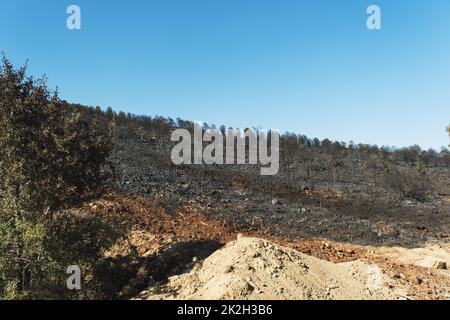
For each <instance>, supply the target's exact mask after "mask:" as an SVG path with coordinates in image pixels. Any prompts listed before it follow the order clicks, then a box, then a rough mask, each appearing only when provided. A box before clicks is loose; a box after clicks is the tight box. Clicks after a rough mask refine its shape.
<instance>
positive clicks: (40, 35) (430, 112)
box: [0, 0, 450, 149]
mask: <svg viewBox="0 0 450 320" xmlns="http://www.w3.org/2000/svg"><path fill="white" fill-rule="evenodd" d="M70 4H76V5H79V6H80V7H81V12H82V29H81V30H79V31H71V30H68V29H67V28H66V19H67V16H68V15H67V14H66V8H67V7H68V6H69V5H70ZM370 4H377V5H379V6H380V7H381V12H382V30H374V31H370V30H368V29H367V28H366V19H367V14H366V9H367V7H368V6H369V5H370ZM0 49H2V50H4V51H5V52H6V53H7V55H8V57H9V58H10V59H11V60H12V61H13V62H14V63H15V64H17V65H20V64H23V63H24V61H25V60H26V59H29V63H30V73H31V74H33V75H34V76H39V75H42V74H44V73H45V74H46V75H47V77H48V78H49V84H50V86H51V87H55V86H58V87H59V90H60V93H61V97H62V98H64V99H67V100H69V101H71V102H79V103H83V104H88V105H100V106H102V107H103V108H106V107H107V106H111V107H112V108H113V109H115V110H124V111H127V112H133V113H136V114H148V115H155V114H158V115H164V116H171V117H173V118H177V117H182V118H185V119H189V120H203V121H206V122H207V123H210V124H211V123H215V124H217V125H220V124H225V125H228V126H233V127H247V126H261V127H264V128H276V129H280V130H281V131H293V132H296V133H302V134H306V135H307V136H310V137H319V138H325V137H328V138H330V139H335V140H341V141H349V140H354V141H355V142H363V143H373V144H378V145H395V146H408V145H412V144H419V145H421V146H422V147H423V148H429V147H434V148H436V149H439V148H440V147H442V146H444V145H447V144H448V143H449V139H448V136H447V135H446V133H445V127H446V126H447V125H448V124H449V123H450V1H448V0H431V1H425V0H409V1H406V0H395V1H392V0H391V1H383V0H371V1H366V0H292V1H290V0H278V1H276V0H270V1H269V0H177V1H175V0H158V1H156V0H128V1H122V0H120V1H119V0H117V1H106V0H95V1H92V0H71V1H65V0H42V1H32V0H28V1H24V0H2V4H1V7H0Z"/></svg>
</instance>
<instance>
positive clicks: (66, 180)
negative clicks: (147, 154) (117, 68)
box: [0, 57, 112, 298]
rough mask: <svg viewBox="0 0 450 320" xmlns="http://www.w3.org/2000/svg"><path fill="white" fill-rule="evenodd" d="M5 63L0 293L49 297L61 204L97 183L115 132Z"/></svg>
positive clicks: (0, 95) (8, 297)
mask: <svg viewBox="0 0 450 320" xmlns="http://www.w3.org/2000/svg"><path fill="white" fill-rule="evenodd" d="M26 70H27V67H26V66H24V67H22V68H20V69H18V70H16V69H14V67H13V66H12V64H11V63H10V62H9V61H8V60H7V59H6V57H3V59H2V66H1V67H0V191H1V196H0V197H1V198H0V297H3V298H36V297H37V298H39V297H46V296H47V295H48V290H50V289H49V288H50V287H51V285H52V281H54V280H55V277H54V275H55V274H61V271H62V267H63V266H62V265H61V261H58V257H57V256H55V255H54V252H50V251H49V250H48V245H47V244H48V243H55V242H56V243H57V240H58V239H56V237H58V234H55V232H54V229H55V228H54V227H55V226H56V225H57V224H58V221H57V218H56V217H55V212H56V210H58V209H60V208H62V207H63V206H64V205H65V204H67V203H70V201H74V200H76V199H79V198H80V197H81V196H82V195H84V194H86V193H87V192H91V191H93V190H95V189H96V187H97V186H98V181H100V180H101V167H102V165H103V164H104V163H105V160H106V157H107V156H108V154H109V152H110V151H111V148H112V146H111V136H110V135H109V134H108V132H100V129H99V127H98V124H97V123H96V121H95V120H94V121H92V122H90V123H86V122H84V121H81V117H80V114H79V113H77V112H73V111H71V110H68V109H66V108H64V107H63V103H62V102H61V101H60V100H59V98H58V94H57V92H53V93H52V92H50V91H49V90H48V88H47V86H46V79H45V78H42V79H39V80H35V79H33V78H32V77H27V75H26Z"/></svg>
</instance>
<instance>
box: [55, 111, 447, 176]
...
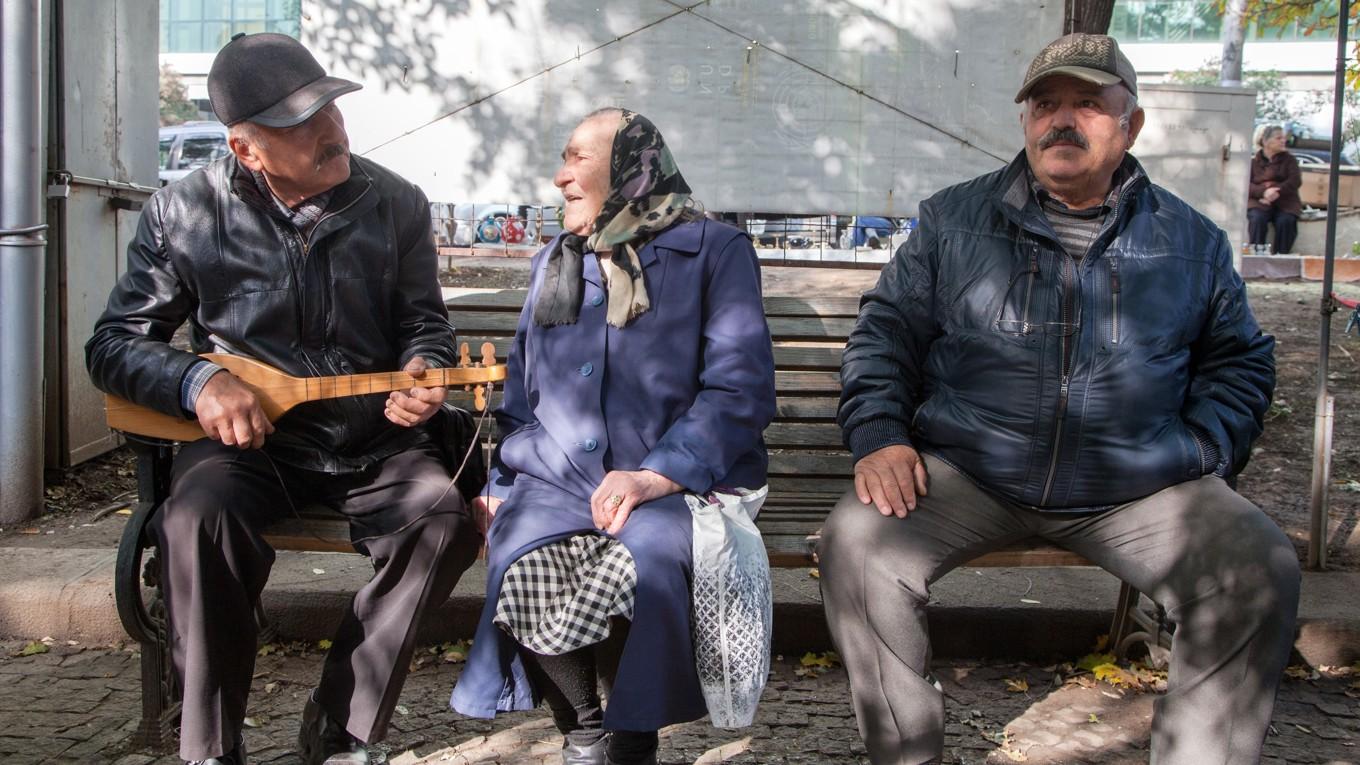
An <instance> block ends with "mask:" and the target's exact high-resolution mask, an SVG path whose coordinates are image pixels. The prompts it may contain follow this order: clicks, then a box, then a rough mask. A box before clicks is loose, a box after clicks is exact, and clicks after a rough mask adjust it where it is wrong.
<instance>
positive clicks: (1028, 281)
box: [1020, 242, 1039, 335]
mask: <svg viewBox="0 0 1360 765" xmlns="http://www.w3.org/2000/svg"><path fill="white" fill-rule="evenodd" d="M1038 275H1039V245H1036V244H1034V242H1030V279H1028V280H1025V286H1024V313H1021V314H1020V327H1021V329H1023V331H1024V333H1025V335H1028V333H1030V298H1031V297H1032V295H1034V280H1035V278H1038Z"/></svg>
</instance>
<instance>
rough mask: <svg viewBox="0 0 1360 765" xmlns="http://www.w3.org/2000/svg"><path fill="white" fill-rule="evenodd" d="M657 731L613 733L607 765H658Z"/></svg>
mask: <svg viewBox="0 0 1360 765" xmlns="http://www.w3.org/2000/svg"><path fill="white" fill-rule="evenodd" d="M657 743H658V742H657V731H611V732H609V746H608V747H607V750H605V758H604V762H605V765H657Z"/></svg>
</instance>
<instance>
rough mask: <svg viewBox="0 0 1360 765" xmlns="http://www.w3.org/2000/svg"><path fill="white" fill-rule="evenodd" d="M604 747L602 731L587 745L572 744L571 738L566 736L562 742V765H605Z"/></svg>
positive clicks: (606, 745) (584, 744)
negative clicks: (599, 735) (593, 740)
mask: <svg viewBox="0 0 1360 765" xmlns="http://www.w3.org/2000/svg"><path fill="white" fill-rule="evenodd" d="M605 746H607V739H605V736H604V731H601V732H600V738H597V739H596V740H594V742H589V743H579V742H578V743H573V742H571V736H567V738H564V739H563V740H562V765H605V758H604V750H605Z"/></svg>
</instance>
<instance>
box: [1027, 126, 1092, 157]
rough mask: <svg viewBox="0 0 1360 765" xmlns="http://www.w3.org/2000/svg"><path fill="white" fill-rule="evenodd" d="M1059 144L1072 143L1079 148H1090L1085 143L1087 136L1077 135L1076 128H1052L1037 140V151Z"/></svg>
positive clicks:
==
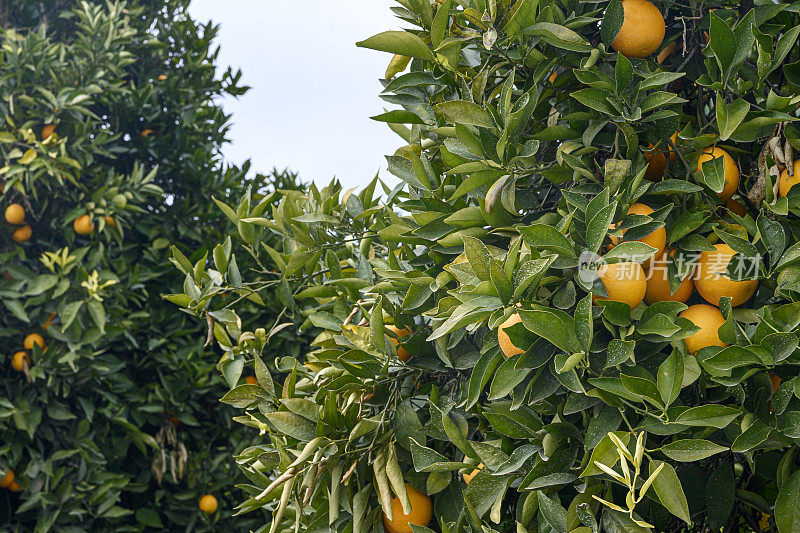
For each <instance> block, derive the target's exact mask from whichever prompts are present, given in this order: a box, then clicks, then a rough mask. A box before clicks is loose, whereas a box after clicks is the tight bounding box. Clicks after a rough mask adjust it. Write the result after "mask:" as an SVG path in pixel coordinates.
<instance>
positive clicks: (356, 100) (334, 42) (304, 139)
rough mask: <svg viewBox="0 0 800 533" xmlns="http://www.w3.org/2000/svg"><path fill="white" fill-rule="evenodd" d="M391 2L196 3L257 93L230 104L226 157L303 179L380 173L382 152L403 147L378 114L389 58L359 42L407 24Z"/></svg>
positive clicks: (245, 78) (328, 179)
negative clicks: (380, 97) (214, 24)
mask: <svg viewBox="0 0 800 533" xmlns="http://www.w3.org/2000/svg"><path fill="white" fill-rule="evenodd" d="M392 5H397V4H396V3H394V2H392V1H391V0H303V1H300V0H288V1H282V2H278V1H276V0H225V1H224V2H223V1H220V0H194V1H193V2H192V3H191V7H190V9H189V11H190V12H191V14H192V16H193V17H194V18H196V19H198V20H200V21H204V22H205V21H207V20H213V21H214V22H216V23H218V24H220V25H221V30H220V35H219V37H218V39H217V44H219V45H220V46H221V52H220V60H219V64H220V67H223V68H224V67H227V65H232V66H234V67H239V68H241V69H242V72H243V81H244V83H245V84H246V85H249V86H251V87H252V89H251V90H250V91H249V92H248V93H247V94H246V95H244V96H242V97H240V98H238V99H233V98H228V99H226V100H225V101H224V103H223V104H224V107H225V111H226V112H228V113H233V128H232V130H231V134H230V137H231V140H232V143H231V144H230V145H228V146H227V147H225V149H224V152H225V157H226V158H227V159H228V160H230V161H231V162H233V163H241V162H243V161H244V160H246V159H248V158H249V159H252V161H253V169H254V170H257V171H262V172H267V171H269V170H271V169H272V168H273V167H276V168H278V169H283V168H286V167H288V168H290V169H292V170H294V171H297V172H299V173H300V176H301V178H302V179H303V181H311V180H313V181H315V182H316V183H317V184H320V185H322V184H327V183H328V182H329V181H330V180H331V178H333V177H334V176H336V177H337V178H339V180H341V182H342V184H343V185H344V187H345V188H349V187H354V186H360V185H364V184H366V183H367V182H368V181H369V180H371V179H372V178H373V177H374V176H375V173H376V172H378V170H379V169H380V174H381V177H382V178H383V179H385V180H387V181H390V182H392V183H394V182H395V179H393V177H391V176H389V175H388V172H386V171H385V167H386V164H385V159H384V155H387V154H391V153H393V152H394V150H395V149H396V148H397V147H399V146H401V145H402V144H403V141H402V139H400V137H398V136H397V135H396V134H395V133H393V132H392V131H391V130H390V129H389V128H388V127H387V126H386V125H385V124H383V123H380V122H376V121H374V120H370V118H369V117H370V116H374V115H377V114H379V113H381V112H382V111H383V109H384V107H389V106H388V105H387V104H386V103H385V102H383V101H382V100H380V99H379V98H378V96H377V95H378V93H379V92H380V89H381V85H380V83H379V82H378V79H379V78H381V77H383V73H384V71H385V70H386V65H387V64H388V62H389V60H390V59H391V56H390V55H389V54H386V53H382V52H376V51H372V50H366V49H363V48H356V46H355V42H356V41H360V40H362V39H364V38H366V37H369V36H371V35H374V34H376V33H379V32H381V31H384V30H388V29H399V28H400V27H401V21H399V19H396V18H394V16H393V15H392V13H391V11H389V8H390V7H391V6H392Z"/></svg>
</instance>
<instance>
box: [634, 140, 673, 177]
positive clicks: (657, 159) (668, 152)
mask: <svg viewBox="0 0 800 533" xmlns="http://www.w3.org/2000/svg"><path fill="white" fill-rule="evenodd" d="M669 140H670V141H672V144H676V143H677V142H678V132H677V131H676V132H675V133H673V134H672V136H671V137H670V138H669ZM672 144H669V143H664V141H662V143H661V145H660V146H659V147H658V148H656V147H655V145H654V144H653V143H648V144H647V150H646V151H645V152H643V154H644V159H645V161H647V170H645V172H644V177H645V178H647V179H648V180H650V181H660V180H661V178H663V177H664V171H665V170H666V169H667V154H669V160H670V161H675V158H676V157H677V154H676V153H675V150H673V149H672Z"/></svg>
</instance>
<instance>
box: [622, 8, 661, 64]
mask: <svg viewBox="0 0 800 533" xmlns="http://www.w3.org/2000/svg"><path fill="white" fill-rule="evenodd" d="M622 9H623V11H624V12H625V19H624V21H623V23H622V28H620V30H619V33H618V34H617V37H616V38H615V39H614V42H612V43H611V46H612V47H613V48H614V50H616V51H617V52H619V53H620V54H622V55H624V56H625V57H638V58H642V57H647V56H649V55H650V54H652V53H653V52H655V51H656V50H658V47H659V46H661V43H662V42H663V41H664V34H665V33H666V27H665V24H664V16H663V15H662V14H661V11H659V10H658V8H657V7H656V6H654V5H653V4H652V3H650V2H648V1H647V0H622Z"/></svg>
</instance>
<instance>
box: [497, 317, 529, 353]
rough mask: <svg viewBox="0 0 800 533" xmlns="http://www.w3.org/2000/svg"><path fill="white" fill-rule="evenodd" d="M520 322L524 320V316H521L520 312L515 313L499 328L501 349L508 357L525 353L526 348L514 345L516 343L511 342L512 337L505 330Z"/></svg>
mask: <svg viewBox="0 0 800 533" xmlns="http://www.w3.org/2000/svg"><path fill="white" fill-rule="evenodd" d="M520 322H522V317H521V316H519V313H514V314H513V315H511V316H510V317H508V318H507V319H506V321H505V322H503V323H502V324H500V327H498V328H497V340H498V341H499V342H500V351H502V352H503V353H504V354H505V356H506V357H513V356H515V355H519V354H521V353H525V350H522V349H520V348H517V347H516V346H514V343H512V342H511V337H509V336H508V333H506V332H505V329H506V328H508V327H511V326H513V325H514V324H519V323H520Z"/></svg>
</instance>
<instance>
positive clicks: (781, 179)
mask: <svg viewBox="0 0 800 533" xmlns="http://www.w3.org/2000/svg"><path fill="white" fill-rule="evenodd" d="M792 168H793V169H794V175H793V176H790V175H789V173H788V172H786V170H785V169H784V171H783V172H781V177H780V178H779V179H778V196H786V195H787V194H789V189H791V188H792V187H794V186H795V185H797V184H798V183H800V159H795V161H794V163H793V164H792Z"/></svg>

> **WORK ORDER**
Collect and copy out every line of the records above that contains the string "negative". The match is case-sensitive.

> **WRITTEN RESPONSE**
negative clicks: (147, 154) (117, 68)
negative clicks: (599, 735) (593, 740)
negative clicks: (380, 97) (214, 24)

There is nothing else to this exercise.